### Texte source
::::::
Et c’est précisément ce qu’une cohorte de plus de 2300 chercheurs a tenté de faire avec ces travaux qui ont duré plusieurs années. “On peut le voir comme le Google Maps du corps humain”, résume Sarah Teichmann, généticienne à l’institut Wellcome Sanger et rapporteuse de ces travaux. “C’est vraiment comme une carte des cellules individuelles qui montre où le positionnement de chaque type cellulaire dans les tissus visés.”
Il s’agit d’une entreprise particulièrement ambitieuse. Même si les chercheurs différencient déjà les types cellulaires depuis des décennies, il est tout simplement inenvisageable de tous les identifier manuellement au microscope. Pour dresser ce catalogue, les chercheurs ont donc misé sur une technologie qui révolutionne déjà les fondements des biotechnologies : le machine learning.
::::::
[Données d'expressions référentielles]
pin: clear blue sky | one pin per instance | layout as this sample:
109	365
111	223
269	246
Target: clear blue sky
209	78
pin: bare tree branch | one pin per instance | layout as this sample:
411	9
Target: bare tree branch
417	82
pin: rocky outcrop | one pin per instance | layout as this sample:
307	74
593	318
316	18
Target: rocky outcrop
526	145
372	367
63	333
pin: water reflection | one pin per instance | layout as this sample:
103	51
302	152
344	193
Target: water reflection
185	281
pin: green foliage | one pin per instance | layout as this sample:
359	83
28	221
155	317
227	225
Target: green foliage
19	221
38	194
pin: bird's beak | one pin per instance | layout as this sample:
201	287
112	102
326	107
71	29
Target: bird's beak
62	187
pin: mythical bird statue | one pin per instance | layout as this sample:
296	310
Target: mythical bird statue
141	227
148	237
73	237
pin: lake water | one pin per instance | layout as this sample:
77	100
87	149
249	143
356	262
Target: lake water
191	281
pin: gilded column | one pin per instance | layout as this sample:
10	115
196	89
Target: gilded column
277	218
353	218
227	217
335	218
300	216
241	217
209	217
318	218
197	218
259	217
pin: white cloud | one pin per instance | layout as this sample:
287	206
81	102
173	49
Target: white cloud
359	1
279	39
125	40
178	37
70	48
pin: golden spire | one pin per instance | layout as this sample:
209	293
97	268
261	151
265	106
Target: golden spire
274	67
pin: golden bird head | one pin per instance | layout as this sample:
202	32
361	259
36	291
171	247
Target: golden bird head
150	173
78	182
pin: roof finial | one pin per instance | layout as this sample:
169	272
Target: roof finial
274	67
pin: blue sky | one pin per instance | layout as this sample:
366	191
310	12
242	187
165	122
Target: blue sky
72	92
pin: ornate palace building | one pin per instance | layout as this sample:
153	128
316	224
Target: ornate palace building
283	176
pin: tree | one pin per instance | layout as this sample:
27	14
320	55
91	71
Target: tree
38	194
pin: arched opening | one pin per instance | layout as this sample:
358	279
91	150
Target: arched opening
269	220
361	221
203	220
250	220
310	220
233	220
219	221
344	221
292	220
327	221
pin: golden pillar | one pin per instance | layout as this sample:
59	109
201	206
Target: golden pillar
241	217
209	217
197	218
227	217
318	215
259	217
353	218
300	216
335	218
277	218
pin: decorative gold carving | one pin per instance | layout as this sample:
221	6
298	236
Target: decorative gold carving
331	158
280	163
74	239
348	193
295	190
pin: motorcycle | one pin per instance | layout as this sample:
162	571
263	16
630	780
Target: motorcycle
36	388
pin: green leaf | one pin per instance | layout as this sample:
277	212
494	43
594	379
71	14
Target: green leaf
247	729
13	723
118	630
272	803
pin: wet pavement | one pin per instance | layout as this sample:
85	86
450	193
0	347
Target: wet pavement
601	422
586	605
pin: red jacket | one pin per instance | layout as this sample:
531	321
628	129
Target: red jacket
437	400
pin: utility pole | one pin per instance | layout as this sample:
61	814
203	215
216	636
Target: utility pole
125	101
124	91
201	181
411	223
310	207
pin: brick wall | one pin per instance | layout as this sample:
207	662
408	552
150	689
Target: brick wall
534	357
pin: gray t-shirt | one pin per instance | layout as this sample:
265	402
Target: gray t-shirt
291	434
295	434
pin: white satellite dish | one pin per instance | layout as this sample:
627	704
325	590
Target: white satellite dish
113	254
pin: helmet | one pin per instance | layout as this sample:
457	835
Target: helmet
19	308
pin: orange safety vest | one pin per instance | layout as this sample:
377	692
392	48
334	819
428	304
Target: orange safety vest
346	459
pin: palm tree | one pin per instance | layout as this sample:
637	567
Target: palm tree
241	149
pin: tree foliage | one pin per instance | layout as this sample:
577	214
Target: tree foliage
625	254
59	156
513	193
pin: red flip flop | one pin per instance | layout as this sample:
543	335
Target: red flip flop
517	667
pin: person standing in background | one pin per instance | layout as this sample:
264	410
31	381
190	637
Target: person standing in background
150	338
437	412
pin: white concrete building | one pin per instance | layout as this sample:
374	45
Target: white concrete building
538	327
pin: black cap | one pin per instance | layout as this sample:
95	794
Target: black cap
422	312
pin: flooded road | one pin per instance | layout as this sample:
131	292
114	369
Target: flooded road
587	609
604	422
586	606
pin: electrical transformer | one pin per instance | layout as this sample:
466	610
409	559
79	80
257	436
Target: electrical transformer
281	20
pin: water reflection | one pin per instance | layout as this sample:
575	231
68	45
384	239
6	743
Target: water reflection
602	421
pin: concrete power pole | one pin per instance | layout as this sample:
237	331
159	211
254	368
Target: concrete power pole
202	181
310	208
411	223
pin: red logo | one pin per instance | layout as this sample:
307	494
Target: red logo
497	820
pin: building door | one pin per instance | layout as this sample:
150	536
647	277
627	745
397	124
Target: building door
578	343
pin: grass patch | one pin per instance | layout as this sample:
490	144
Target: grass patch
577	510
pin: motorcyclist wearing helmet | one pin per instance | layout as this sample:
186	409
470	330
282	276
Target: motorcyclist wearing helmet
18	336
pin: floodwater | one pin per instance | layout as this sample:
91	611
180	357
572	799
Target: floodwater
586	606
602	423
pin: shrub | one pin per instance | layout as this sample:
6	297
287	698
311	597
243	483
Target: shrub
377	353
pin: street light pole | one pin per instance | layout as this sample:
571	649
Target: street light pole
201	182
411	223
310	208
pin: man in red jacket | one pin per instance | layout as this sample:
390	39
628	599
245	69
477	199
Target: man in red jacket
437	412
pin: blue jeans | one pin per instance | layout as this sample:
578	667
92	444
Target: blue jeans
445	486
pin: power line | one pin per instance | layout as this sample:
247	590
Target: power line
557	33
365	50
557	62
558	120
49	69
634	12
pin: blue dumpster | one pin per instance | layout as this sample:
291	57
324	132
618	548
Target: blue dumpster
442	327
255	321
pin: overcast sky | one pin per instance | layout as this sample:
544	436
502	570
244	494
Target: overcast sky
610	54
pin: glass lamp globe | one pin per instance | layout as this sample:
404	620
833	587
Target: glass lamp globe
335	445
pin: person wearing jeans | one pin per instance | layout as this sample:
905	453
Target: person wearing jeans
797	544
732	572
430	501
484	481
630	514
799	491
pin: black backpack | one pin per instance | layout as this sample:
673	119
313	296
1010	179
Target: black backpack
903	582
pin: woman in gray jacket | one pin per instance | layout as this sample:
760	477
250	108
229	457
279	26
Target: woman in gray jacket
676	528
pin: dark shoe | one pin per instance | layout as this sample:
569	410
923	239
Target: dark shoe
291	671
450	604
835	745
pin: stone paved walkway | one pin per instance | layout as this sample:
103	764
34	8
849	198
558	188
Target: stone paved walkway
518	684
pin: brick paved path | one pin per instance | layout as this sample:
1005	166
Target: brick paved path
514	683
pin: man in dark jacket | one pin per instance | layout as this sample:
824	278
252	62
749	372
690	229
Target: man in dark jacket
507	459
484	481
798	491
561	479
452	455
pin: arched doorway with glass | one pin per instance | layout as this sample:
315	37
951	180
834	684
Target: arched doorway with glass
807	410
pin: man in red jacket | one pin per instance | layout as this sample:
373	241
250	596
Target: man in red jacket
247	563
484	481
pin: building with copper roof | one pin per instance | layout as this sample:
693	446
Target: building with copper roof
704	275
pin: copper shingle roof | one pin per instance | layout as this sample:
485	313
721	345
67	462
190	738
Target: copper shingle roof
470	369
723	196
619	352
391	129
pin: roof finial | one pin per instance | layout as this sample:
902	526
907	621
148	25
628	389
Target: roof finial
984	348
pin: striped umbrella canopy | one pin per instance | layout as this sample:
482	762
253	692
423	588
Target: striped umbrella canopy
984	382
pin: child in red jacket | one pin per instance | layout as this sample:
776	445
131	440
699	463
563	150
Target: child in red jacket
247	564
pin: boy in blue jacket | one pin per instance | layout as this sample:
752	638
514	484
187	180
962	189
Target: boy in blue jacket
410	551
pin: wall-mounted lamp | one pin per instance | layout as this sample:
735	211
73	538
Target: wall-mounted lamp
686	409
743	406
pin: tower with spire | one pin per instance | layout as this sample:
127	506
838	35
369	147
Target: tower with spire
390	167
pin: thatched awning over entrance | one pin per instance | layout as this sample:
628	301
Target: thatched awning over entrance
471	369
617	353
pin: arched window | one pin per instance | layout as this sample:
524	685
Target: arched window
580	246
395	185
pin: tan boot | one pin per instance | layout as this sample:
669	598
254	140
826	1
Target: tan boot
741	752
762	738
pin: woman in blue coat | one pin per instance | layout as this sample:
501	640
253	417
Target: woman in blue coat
::::::
### Consigne
Pouvez-vous poursuivre le texte sur la cartographie des cellules du corps humain à partir de sa dernière phrase ?

### Réponse
Des millions d’aiguilles, mais une immense botte de foin
Jusqu’à présent, les études à l’échelle de la cellule individuelle se concentrent sur l’analyse génétique d’un type de tissu à la fois pour dresser une carte des types cellulaires qu’on y trouve. Une approche non seulement lente, mais aussi compliquée à exploiter, car cela qu’il faut encore s’assurer de la cohérence globale de chaque élément par la suite.
Dans le cadre de ces travaux, les chercheurs ont développé plusieurs nouveaux outils analytiques qui leur ont permis de procéder à des analyses à l’échelle systémique. Ils ont ainsi pu vérifier précisément quelles cellules expriment les gènes, et dans quelles conditions.
Rappelons que techniquement, chaque cellule de l’organisme contient une copie (quasiment) conforme de notre génome. En revanche, elle n’en utilise pas la totalité. Pour chaque type de cellule, seule une partie sera transcrite en protéines qui participent à l’activité biologique : on parle de transcriptome.
“Les gens pensent souvent que le génome est le plan de construction de l’organisme, mais ce n’est pas vraiment correct”, nuance Steve Quake, bioingénieur à Stanford. “Le génome, c’est plus une liste de pièces détachées, et chaque cellule utilise un ensemble différent de pièces”, ajoute-t-il.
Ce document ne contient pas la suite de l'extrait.